> EXERCISE DESCRIPTION
Repeat the lines below word for word, from the line with "Mark every instance of the church" up to and including the line with "<point>80,470</point>".

> DATASET CONTENT

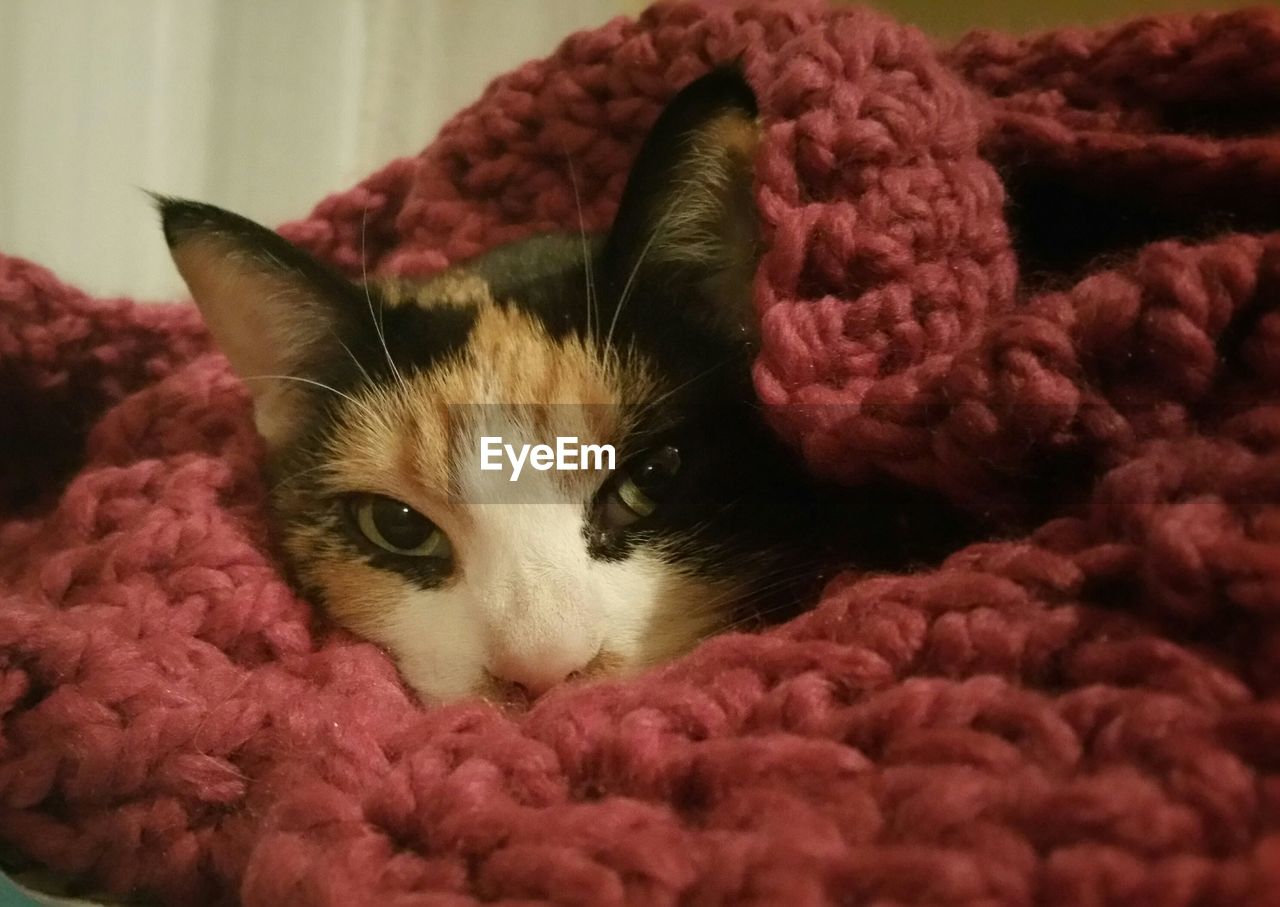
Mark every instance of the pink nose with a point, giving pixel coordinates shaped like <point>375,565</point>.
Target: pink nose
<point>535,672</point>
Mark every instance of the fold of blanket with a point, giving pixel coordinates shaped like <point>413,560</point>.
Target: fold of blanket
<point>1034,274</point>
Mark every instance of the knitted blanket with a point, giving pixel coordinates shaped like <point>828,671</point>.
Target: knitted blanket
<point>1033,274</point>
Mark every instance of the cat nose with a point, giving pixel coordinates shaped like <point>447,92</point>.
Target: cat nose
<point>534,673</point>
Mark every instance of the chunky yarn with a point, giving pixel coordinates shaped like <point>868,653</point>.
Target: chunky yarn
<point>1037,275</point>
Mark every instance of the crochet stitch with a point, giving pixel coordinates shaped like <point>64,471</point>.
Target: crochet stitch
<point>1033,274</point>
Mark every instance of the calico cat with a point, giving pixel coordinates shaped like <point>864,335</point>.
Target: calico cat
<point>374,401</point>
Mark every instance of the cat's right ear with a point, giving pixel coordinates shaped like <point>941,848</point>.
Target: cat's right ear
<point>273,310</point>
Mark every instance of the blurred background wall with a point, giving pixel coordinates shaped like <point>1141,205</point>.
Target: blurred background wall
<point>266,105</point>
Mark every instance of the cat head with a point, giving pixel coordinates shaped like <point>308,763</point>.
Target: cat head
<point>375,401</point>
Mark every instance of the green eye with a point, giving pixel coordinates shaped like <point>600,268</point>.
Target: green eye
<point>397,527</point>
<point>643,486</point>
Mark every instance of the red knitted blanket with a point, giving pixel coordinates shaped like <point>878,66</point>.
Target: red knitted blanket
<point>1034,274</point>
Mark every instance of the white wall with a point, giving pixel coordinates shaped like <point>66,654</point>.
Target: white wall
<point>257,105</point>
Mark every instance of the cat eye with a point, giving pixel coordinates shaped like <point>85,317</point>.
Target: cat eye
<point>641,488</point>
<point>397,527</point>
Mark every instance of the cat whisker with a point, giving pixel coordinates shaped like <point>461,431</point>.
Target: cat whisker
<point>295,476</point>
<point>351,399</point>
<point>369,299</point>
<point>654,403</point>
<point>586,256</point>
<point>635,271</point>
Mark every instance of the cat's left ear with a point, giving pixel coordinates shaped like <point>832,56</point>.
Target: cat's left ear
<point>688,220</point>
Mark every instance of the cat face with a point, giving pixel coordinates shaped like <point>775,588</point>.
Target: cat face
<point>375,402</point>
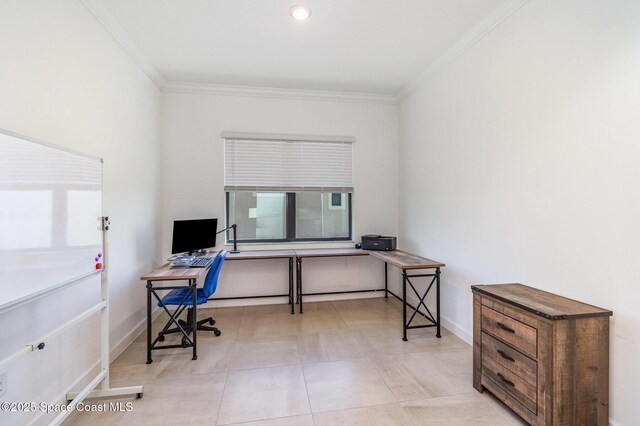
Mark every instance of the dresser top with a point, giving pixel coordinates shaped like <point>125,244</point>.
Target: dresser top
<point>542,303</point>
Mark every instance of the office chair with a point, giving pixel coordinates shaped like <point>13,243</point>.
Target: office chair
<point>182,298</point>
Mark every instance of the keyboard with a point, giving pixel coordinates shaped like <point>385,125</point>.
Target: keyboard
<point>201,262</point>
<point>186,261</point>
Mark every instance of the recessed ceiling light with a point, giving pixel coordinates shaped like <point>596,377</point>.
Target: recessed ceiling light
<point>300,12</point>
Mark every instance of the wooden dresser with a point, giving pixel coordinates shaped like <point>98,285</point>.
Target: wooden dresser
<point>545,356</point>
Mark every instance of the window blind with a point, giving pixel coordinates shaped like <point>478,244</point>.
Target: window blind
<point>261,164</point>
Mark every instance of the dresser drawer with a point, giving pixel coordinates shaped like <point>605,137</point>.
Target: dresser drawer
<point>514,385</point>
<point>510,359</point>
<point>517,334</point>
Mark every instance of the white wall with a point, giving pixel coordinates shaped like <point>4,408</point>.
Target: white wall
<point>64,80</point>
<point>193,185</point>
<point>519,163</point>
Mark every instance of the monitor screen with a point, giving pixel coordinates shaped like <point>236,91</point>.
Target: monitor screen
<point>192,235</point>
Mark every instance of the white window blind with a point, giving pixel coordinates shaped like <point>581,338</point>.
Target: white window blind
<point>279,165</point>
* * *
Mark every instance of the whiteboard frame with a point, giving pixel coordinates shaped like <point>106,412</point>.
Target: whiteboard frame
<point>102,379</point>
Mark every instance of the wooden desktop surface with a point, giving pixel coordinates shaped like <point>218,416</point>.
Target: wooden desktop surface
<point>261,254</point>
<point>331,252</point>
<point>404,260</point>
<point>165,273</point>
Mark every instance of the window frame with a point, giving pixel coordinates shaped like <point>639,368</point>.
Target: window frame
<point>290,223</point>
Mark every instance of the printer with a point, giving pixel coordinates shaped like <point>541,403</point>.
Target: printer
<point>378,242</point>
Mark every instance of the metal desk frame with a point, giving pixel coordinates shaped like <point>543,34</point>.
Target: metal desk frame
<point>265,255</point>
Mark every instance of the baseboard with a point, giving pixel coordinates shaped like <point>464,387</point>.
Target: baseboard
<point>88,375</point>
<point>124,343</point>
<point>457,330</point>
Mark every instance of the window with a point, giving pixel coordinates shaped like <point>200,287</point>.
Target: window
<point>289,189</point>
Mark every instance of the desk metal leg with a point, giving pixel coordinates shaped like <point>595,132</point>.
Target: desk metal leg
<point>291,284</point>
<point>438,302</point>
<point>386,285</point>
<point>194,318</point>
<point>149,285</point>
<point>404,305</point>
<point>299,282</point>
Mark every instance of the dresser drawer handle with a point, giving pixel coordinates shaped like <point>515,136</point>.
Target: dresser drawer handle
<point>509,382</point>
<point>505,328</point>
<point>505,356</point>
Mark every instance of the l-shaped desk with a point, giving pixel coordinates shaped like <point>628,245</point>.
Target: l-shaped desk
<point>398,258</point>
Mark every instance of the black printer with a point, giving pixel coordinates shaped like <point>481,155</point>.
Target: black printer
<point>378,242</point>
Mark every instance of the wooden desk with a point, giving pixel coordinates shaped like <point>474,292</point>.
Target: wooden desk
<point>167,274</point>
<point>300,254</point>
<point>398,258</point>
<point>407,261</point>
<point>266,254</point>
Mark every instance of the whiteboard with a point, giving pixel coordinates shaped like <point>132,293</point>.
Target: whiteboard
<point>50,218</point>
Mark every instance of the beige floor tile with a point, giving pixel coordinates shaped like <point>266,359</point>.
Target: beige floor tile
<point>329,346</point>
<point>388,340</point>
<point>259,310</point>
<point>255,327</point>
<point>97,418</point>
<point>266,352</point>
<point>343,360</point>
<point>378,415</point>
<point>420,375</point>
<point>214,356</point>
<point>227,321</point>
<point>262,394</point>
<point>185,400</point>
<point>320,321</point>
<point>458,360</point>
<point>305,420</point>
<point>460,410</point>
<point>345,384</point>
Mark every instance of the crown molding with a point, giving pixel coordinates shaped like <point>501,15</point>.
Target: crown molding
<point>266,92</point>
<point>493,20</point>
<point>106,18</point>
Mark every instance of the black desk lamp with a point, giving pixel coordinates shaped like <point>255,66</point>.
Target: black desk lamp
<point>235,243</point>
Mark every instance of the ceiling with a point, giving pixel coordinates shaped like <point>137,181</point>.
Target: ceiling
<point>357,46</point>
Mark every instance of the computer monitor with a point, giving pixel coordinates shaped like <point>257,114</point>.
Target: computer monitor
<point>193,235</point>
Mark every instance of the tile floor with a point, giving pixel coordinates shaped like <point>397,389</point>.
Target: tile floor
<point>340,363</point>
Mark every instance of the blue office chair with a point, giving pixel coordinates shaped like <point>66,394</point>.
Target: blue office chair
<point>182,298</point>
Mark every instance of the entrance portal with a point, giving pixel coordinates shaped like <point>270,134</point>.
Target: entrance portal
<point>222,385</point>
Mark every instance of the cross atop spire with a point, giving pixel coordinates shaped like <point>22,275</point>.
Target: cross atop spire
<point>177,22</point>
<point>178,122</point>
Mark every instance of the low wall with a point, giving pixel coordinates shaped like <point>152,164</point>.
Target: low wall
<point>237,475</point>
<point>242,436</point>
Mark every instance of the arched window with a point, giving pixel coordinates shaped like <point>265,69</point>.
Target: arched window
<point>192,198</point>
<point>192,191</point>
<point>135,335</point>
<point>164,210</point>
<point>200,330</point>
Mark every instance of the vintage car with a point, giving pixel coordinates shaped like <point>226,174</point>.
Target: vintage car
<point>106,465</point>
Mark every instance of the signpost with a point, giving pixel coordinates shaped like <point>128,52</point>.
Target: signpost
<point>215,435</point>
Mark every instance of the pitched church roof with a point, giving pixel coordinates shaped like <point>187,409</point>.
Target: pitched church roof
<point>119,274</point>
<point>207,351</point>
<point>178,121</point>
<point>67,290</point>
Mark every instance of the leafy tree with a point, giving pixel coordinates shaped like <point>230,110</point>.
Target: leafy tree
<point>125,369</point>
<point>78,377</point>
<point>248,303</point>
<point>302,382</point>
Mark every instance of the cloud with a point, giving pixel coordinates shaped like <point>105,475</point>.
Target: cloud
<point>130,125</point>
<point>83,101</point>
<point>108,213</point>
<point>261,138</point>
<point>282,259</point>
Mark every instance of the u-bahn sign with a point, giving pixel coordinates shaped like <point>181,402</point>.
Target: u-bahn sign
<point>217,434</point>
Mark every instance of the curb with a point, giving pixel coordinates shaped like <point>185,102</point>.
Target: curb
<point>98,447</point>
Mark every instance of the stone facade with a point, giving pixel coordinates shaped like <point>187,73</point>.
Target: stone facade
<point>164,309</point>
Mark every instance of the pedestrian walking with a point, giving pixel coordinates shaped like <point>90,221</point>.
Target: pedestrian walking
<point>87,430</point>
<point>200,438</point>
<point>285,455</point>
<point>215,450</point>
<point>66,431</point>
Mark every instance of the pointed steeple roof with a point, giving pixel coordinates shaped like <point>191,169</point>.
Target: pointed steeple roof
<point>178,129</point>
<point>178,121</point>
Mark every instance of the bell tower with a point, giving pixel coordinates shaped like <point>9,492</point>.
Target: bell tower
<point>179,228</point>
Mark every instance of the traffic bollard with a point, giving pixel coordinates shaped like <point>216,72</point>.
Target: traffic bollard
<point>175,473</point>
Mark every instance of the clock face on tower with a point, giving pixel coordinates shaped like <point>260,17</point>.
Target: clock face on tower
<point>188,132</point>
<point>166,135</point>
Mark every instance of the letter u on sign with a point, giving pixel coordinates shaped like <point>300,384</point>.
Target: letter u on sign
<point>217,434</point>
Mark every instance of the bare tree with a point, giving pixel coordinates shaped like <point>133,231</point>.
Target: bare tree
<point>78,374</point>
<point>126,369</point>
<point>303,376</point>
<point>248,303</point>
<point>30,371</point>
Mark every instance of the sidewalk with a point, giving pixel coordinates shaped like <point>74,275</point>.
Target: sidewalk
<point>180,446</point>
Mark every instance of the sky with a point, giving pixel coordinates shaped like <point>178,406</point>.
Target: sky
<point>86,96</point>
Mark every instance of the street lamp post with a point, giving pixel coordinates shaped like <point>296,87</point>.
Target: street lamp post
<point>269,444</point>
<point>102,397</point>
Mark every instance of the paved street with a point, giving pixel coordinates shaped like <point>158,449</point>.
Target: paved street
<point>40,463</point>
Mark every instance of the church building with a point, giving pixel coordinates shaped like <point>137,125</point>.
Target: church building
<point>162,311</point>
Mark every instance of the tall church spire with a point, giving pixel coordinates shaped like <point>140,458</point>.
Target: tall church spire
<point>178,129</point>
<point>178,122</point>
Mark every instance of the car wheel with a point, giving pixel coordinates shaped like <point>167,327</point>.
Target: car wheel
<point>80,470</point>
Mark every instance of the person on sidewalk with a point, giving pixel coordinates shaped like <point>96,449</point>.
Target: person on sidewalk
...
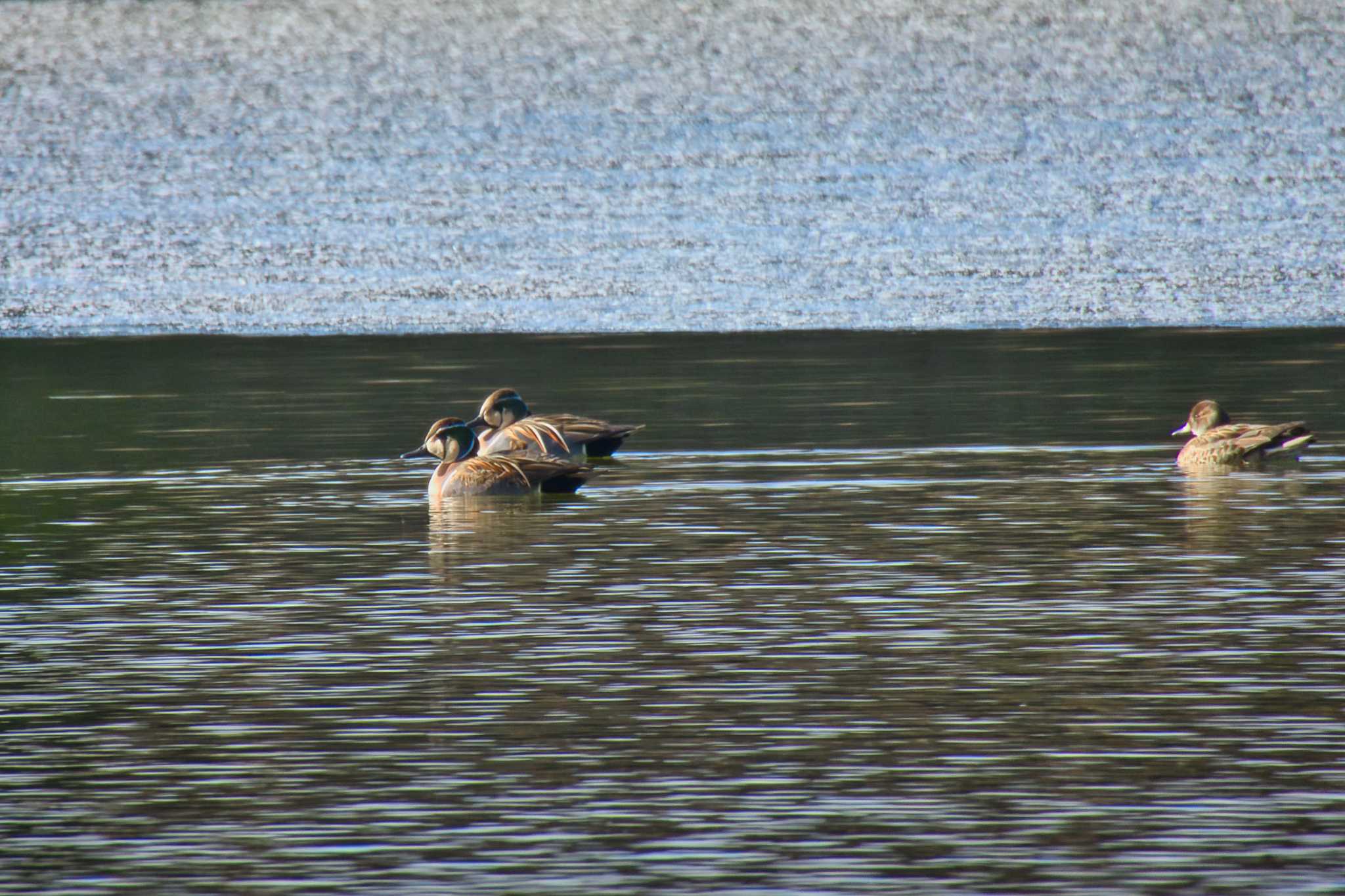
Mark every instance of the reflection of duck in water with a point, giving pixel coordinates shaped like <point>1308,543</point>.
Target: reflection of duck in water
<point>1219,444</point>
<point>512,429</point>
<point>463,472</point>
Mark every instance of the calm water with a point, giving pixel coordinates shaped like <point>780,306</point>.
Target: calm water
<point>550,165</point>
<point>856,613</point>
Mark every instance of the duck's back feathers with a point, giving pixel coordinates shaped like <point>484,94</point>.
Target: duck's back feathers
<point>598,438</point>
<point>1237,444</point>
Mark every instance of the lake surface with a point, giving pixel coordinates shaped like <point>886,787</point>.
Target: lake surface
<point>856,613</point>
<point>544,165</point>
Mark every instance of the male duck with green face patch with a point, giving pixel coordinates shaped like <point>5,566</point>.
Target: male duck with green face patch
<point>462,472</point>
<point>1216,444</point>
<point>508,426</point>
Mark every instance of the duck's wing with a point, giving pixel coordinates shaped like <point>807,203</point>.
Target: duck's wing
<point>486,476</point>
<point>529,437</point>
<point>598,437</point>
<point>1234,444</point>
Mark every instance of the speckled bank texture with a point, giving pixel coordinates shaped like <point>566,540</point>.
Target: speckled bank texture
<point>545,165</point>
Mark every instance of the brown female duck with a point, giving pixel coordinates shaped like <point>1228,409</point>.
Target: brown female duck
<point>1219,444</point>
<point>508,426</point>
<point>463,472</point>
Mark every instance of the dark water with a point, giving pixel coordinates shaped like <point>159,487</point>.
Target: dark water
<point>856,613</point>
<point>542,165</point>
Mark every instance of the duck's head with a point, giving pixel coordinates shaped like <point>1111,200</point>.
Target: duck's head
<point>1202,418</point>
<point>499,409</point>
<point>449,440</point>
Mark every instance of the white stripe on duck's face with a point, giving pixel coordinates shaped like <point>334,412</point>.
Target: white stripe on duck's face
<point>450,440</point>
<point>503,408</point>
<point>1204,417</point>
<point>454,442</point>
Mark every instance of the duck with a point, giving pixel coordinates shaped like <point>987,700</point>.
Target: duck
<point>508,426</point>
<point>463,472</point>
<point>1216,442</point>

> THE ANSWER
Mark every instance of the church building with a point, giving pixel coordinates shaped like <point>137,125</point>.
Target: church building
<point>162,311</point>
Mark every instance of the tall church spire with a point, giving pixel coordinates shaped like <point>140,458</point>.
Target: tall church spire
<point>178,129</point>
<point>178,122</point>
Mark every instance of the car wheel with a point, giving pixel coordinates shaped like <point>167,327</point>.
Target: car wheel
<point>80,470</point>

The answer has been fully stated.